### Instruction
Every line below is to be quoted exactly, with nothing added or dropped.

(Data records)
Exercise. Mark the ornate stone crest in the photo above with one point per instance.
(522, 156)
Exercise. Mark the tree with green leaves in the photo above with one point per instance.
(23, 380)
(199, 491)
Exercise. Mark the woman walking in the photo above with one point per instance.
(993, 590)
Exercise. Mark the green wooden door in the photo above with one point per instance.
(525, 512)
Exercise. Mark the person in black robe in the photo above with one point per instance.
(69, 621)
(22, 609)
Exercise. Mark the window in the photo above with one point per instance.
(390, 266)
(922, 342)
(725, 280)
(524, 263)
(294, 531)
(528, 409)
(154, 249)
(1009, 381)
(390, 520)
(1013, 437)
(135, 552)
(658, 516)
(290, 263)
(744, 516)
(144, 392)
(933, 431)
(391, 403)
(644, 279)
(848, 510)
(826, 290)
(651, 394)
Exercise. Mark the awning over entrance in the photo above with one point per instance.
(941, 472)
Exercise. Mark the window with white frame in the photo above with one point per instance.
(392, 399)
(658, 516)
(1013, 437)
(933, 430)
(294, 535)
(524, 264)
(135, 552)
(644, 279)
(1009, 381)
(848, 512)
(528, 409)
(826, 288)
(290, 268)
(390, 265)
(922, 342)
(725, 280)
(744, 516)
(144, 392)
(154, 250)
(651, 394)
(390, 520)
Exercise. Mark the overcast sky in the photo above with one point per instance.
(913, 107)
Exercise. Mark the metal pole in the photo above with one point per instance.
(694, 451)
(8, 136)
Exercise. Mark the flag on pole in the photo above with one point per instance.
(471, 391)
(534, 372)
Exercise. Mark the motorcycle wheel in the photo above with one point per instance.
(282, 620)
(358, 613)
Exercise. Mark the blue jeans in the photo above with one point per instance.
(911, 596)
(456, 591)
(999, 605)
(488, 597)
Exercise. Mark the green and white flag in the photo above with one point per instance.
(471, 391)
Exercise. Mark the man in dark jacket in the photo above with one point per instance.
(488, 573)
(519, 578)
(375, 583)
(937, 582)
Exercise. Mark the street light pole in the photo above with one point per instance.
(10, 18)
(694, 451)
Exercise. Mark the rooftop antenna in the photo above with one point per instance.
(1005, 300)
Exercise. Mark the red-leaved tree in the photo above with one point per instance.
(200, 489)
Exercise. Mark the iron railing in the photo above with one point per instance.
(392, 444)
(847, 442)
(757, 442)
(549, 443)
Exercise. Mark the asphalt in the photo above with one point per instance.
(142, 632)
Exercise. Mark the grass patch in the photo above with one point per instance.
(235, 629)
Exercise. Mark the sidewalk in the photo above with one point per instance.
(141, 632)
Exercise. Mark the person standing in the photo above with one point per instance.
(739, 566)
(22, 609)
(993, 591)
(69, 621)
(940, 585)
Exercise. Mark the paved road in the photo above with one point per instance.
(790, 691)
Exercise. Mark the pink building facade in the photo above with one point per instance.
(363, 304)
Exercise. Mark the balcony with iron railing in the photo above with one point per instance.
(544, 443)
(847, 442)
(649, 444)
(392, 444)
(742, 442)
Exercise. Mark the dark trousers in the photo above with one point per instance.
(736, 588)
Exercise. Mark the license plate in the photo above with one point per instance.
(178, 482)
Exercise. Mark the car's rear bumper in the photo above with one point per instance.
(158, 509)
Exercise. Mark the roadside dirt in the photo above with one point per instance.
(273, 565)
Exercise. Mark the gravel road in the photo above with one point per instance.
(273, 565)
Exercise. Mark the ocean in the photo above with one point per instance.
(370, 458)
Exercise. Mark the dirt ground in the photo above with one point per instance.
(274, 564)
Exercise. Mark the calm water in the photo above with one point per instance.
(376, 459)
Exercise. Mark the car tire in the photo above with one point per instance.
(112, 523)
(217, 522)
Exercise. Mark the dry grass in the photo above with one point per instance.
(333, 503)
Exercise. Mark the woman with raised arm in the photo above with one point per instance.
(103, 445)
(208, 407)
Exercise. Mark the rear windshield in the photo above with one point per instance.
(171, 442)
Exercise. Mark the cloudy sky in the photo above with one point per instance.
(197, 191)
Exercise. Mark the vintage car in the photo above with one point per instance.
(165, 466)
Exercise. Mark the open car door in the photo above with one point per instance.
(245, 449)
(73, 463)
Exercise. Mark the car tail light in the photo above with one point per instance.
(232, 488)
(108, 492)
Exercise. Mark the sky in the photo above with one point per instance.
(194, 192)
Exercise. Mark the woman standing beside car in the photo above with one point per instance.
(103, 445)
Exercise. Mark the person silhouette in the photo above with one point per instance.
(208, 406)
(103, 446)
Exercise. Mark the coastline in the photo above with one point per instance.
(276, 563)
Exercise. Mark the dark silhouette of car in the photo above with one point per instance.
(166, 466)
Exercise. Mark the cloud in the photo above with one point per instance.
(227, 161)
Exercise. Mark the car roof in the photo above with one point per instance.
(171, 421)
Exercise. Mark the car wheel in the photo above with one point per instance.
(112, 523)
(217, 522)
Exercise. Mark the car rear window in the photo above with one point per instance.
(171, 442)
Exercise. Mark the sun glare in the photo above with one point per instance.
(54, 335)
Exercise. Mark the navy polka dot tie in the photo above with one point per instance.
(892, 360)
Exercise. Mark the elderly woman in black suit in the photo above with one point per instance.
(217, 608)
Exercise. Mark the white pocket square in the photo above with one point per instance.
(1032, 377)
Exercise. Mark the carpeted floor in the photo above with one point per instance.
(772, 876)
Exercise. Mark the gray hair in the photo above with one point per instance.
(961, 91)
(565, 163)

### Response
Exercise. Mark the ornate stone crest in the photo above with one point per instance.
(522, 156)
Exercise. Mark the tree with green leaves in the photo above with one point per instance.
(23, 380)
(199, 491)
Exercise. Mark the woman walking in the photo above with one point per instance.
(993, 590)
Exercise. Mark the green wooden door in the photo above with one point per instance.
(525, 512)
Exercise. Mark the person in black robe in the photo above with one point per instance.
(69, 621)
(22, 609)
Exercise. Mark the window in the photo above with one point per instance.
(390, 266)
(922, 342)
(725, 280)
(524, 263)
(294, 531)
(528, 409)
(154, 249)
(1009, 381)
(390, 520)
(1013, 437)
(135, 552)
(658, 516)
(290, 263)
(744, 516)
(144, 392)
(933, 431)
(391, 403)
(644, 279)
(848, 510)
(826, 290)
(651, 394)
Exercise. Mark the awning over entrance in the photo above with one point per instance.
(941, 472)
Exercise. Mark the window with white frame in the photo above with one point per instance.
(392, 399)
(658, 516)
(1013, 437)
(933, 430)
(294, 535)
(524, 264)
(135, 552)
(644, 279)
(1009, 381)
(848, 512)
(528, 409)
(826, 288)
(290, 268)
(390, 265)
(922, 342)
(725, 280)
(744, 516)
(144, 392)
(154, 250)
(651, 394)
(390, 520)
Exercise. Mark the overcast sky in the photo above with one point per instance.
(913, 107)
Exercise. Mark the metal pole in the photo above with one point per instance.
(694, 451)
(8, 136)
Exercise. Mark the flag on pole in the photo above with one point per instance.
(471, 391)
(534, 372)
Exercise. Mark the motorcycle wheel in the photo above with one point per instance.
(282, 620)
(358, 613)
Exercise. Mark the blue jeans in the photo above with one point per instance.
(911, 596)
(456, 591)
(999, 605)
(488, 597)
Exercise. Mark the green and white flag in the photo above with one point per instance.
(471, 391)
Exercise. Mark the man in dark jacket in the photo above with one point per instance.
(488, 573)
(519, 578)
(375, 583)
(937, 582)
Exercise. Mark the street light pole in the photo above with one point per instance.
(10, 18)
(694, 451)
Exercise. Mark the rooftop antenna in the photo above with one point per instance.
(1005, 300)
Exercise. Mark the red-leaved tree in the photo above with one point per instance.
(200, 489)
Exercise. Mark the iron railing in the photo above with one point per instance.
(392, 444)
(847, 442)
(757, 442)
(549, 443)
Exercise. Mark the asphalt in the photo above with one point per instance.
(142, 632)
Exercise. Mark the grass patch in the photo above with one point per instance.
(235, 629)
Exercise. Mark the sidewalk in the photo above with one point per instance.
(141, 632)
Exercise. Mark the person standing in the photo above with one point per instance.
(739, 566)
(22, 609)
(993, 591)
(69, 621)
(940, 585)
Exercise. Mark the paved road in the photo above with one point per instance.
(790, 691)
Exercise. Mark the pink building facade in the photo above with one point per instance.
(363, 304)
Exercise. Mark the balcony with iron railing in the photo above with one point per instance.
(544, 443)
(847, 442)
(649, 444)
(392, 444)
(742, 442)
Exercise. Mark the dark trousers in the photo above with one point per instance.
(736, 588)
Exercise. Mark the license plate in the photo above with one point per instance.
(178, 482)
Exercise. Mark the car's rear bumper in the photo above with one point per instance.
(158, 509)
Exercise. Mark the roadside dirt in the photo above with one point per instance.
(273, 565)
Exercise. Mark the gravel road in the photo above with one point per instance.
(273, 565)
Exercise. Mark the ocean in the photo above with one point per instance.
(370, 458)
Exercise. Mark the dirt ground in the photo above with one point per instance.
(274, 564)
Exercise. Mark the calm water in the photo above with one point per instance.
(376, 459)
Exercise. Mark the car tire in the photo above with one point per instance.
(112, 523)
(217, 522)
Exercise. Mark the dry grass in the photo above with one point per instance.
(333, 503)
Exercise. Mark the woman with raised arm in the photo above with one point per instance.
(103, 445)
(208, 407)
Exercise. Mark the rear windshield in the photo above with one point per instance.
(171, 442)
Exercise. Mark the cloudy sky in the photo above with one point per instance.
(197, 191)
Exercise. Mark the vintage car in the photo above with one point per instance.
(165, 466)
Exercise. Mark the open car door in the photo above with one point per instance.
(245, 449)
(73, 463)
Exercise. Mark the car tail light in the photo above with one point per instance.
(232, 488)
(108, 492)
Exercise. Mark the sky in the photo above with one point per instance.
(194, 192)
Exercise. Mark the woman standing beside car in the photo above with one point per instance.
(103, 445)
Exercise. Mark the person silhouette in the photo above with one point per instance.
(208, 406)
(103, 446)
Exercise. Mark the coastline in the photo above with one point per instance.
(276, 563)
Exercise. Mark the dark silhouette of car in the photo above with one point per instance.
(166, 466)
Exercise. Mark the cloud in the photo above with one point per instance.
(227, 161)
Exercise. Mark the car roof in the photo above with one point per instance.
(171, 421)
Exercise. Mark the car wheel in the photo above with one point per instance.
(112, 523)
(217, 522)
Exercise. Mark the car rear window in the photo above with one point per instance.
(171, 442)
Exercise. Mark the sun glare in the photo above with one point per instance.
(54, 335)
Exercise. Mark the navy polka dot tie in the photo above with one point per instance.
(892, 360)
Exercise. Mark the elderly woman in black suit in the photo above with one point per instance.
(217, 608)
Exercise. Mark the white pocket square in the photo above with one point per instance.
(1032, 377)
Exercise. Mark the carpeted floor in the photo above with one point per instance.
(772, 876)
Exercise. Mark the gray hair in the photo above with one point per instance.
(961, 91)
(565, 163)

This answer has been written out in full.